EXERCISE GOAL –
Copy the records from the line with "Could you find the orange" up to and including the line with "[18,83,44,135]", substituting "scene" for every "interface" and changing nothing else.

DATA ENTRIES –
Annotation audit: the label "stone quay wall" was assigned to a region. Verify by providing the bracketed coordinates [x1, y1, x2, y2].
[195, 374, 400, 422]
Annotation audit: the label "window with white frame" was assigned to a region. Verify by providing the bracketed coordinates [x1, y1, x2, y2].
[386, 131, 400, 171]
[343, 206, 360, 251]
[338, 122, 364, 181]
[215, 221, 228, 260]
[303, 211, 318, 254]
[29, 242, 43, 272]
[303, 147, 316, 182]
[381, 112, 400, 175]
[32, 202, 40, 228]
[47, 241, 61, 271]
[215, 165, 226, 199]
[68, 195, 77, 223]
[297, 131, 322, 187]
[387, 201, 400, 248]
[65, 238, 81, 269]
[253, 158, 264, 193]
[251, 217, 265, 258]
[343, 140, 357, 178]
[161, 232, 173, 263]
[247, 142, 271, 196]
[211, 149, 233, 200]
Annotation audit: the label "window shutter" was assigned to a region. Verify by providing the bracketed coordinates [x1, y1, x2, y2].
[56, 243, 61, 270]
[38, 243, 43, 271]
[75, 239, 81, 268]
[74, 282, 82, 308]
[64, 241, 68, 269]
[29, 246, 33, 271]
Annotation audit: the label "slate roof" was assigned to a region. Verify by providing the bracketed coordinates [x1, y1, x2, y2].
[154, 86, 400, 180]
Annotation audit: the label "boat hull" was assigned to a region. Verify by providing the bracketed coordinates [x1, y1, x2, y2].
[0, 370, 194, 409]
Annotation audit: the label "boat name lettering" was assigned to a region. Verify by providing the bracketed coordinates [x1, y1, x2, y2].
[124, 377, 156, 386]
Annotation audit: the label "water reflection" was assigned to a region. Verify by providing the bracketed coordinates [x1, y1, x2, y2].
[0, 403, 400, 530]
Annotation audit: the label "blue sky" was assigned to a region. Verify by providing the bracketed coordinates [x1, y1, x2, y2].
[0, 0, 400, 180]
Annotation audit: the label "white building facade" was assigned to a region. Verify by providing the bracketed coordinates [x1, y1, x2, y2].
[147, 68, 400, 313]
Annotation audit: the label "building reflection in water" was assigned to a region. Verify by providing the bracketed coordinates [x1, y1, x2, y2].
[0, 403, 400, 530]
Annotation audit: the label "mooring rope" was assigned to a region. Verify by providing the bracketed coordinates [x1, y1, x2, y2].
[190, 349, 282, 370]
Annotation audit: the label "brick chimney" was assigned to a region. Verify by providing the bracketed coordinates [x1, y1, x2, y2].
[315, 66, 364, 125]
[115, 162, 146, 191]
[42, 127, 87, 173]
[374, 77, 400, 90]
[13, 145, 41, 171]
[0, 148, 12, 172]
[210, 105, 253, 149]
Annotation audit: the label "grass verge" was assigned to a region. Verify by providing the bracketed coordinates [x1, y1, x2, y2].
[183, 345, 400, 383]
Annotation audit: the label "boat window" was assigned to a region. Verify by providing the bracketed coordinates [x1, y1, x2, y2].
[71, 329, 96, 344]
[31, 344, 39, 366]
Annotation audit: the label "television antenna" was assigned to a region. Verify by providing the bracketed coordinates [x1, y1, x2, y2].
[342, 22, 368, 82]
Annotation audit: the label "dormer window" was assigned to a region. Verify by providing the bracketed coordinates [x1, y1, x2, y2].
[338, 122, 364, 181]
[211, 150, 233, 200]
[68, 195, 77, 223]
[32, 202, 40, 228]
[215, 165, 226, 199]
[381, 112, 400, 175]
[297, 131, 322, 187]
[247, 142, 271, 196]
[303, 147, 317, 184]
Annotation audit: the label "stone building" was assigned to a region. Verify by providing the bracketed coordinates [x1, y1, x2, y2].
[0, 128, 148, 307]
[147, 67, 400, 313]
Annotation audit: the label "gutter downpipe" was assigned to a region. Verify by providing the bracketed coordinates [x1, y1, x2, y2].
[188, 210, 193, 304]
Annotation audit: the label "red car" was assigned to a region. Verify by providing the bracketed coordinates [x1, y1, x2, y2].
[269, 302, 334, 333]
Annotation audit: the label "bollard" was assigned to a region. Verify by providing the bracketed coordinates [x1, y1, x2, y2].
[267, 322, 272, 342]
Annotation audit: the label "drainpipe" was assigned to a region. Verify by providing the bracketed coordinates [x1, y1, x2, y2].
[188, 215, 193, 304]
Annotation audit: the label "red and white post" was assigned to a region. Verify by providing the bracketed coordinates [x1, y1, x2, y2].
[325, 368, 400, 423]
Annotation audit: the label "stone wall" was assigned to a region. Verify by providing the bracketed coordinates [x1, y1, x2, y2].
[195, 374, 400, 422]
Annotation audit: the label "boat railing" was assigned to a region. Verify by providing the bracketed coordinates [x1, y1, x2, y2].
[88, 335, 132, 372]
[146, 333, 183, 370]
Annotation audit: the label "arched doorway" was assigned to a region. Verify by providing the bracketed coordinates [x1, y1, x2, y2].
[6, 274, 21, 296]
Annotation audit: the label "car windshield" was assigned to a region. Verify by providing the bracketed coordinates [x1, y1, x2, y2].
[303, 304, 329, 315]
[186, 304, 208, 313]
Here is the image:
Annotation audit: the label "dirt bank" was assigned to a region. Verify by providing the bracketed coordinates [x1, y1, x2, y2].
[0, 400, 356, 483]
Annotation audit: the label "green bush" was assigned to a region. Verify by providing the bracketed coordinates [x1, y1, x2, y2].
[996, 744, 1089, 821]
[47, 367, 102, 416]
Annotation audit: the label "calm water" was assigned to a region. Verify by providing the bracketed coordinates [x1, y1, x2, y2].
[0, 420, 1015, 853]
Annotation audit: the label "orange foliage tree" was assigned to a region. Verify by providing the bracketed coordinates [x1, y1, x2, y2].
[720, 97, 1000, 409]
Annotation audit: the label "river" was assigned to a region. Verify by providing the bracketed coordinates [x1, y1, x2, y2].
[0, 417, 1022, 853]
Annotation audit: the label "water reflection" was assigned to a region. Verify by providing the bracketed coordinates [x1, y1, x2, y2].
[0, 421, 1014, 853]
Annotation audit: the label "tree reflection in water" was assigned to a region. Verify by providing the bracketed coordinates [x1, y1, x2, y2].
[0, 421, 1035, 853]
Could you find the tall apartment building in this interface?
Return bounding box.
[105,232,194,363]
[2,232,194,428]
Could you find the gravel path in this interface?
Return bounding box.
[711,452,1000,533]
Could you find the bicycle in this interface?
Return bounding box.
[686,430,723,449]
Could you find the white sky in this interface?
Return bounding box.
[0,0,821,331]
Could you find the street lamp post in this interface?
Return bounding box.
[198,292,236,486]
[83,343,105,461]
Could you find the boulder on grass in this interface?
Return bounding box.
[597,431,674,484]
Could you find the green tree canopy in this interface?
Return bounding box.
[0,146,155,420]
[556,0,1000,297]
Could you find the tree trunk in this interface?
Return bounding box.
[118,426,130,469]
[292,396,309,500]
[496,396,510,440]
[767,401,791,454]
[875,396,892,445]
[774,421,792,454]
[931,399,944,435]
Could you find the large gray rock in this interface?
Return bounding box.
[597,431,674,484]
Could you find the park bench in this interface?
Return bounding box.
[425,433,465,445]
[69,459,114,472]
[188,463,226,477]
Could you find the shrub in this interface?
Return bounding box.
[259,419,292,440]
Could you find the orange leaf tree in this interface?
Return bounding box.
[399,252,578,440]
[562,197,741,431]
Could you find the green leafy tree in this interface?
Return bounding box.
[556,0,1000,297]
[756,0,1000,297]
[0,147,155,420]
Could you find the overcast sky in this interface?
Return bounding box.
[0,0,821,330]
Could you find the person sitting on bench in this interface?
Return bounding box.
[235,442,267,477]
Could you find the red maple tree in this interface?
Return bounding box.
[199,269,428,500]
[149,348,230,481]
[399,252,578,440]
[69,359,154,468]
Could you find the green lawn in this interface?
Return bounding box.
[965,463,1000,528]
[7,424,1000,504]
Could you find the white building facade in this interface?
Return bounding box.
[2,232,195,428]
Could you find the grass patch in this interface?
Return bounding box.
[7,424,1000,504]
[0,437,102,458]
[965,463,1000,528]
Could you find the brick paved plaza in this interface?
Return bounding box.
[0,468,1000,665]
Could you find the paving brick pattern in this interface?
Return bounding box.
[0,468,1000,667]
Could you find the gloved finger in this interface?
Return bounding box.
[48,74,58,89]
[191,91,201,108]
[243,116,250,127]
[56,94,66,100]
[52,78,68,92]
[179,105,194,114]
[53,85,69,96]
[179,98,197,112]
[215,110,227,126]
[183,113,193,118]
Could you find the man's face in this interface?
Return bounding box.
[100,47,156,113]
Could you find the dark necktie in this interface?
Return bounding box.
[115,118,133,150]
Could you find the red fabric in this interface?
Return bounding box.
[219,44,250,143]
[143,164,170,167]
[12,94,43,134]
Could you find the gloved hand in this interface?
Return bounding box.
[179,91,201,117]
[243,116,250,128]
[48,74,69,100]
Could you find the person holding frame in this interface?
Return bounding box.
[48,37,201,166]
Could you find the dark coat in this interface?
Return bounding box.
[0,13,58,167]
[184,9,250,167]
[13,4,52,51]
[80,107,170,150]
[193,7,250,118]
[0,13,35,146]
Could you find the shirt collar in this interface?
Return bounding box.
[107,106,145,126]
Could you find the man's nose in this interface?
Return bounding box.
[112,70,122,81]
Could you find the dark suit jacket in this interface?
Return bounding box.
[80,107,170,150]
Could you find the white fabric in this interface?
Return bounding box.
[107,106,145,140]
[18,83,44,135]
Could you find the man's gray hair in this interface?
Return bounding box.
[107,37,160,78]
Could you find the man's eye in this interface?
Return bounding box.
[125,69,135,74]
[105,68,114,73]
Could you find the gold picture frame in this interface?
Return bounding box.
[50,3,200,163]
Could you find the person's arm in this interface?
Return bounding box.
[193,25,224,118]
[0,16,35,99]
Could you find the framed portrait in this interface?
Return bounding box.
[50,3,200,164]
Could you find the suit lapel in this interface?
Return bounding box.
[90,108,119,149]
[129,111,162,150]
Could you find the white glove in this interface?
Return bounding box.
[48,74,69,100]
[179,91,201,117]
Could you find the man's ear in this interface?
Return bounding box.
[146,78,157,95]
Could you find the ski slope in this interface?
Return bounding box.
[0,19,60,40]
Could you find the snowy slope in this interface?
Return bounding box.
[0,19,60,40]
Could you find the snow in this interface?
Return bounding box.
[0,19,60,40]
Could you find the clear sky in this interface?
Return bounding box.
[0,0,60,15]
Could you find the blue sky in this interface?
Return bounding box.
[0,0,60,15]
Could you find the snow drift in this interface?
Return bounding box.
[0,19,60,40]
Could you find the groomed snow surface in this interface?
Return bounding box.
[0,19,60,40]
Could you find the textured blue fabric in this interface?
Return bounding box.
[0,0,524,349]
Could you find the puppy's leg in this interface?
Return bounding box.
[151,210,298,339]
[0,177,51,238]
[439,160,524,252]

EXERCISE OUTPUT –
Could you find the orange leaf tree in this scene?
Return bounding box.
[399,252,578,440]
[562,197,741,431]
Could you find the green leafy tree in this scene?
Return bounding box.
[556,0,1000,297]
[756,0,1000,297]
[0,147,155,420]
Could you find the overcast sky in this scene?
Return bounding box.
[0,0,821,330]
Could you find the person sitting on bench in this scene?
Return bounding box.
[235,442,267,477]
Could you find the red maple tree in this scene?
Return bounding box.
[199,269,428,500]
[149,348,230,481]
[399,252,578,440]
[69,359,154,468]
Could you find the green lawn in this scene?
Return bounding box.
[965,463,1000,528]
[7,424,1000,504]
Could you find the white building facade in this scene?
Return bounding box.
[2,232,195,428]
Could you find the grass patch in this scene?
Return bounding box.
[7,424,1000,504]
[0,437,102,458]
[965,463,1000,528]
Could you find the brick paved plaza in this scene?
Return bounding box.
[0,468,1000,665]
Could you find the paving brick pattern in this scene?
Return bounding box.
[0,468,1000,667]
Could you find the gloved finger in this scene?
Return bounding box.
[48,74,58,89]
[191,91,201,108]
[243,116,250,127]
[56,94,66,100]
[52,78,68,92]
[179,105,194,114]
[53,85,69,96]
[179,98,197,112]
[215,110,227,126]
[183,113,193,118]
Could you find the man's face in this scene?
Return bounding box.
[100,47,156,113]
Could you find the dark necktie in this scene?
Return bounding box.
[115,118,133,150]
Could you find the red fabric in this scene?
Return bounding box.
[219,44,250,143]
[143,164,170,167]
[12,94,43,134]
Could you find the gloved hand in this scene?
Return bounding box.
[179,91,201,117]
[243,116,250,128]
[48,74,69,100]
Could you find the person holding frame in this scene?
Return bounding box.
[48,37,201,166]
Could you find the dark coat in this scene?
Return bounding box.
[0,13,58,167]
[184,9,250,167]
[13,4,52,51]
[80,107,170,150]
[193,7,250,118]
[0,13,35,146]
Could you find the shirt collar in this scene?
Return bounding box.
[107,106,145,126]
Could you find the man's nose in this scene?
Return bounding box.
[112,70,122,81]
Could you find the dark suit jacket in this scene?
Return bounding box.
[80,107,170,150]
Could you find the white fabric in this scene?
Return bounding box.
[107,106,145,140]
[18,83,44,135]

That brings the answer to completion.